== Assignment ==
The span to repeat in the listing below runs from the line containing "Target: white ceramic dish" to the line containing "the red and", inclusive. Repeat it exactly, and only it.
★ ★ ★ ★
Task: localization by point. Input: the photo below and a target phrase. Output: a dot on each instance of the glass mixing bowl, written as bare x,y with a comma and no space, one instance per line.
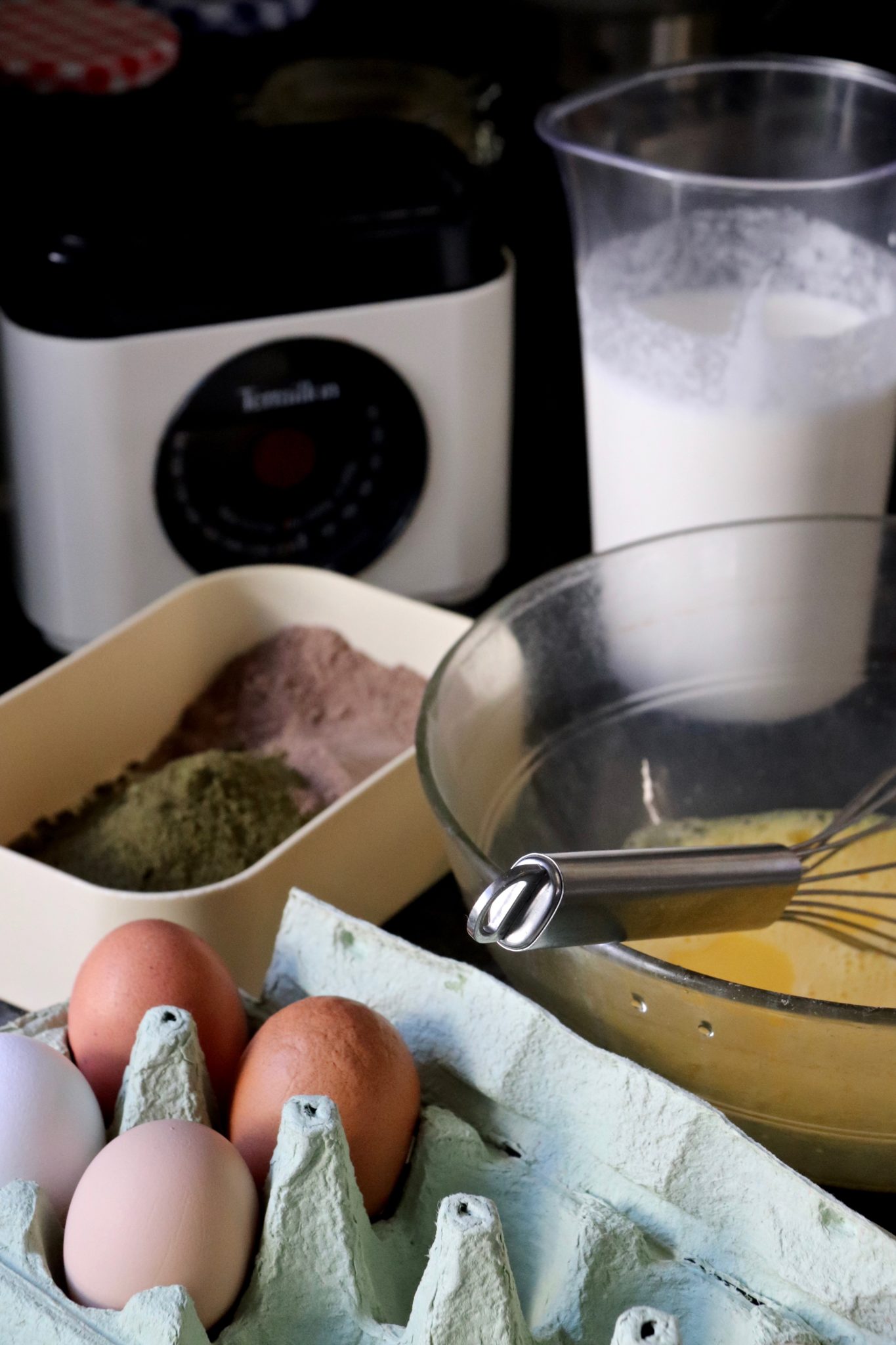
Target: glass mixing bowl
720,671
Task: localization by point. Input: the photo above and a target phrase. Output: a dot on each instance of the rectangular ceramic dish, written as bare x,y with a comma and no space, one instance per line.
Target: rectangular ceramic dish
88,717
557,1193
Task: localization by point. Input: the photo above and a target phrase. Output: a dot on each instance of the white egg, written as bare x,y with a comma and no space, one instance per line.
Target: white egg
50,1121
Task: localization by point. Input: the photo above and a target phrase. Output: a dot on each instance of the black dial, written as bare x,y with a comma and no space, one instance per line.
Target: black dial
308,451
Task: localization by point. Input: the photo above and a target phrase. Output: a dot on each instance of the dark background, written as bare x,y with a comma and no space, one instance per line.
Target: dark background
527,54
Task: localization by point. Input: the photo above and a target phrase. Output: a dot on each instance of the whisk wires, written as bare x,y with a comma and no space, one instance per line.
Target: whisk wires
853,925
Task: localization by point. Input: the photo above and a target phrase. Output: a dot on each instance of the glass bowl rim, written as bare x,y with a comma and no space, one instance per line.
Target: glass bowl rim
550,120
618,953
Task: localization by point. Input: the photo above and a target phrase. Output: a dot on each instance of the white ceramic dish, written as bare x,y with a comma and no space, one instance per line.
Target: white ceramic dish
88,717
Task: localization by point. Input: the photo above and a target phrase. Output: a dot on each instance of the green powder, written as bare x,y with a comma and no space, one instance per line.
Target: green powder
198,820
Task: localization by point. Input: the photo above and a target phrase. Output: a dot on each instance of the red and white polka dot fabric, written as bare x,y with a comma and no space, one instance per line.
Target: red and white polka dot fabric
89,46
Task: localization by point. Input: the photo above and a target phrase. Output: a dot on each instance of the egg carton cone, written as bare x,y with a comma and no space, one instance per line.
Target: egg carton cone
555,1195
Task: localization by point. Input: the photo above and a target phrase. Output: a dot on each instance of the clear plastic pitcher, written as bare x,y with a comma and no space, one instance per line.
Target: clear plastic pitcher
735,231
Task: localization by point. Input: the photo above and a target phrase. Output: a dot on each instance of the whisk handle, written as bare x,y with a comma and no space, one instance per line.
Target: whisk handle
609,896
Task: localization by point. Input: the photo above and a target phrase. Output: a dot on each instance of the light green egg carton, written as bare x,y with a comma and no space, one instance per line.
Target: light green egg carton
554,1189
★ ★ ★ ★
== Solution to the problem ==
Target: white ceramic dish
88,717
Task: localization by point. Input: the photo above and a target phrase. Output: a dot on each instance of the green powder, written as bare x,y with a comma and no space, one instance per line.
Target: green powder
198,820
Task: localization by point. Input: the photo above and a target phrase. Output: a dot on each instance of the red and white polka dot fabric, written as bare x,y with a comma and no space, one instance per line.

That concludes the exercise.